>>>
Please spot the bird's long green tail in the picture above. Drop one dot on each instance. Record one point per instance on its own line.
<<<
>>>
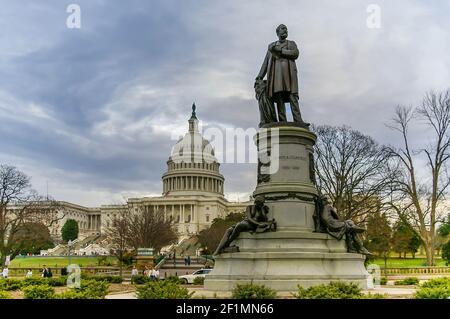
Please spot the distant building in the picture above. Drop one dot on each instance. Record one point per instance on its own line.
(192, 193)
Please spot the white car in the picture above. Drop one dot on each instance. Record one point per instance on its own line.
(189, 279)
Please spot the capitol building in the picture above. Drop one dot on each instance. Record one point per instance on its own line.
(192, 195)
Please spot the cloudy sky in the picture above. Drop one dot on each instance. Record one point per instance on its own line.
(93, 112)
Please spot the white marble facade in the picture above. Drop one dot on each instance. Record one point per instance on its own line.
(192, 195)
<<<
Identify every line in the records that contains the word "building", and copy each such line.

Solution for this task:
Please spot the distant building in the picture above. Drop one dot on each instance. Record one point per instance on its own line.
Please spot the capitol building in the picture above. Drop one dot on each instance. Record one point per instance on its own line.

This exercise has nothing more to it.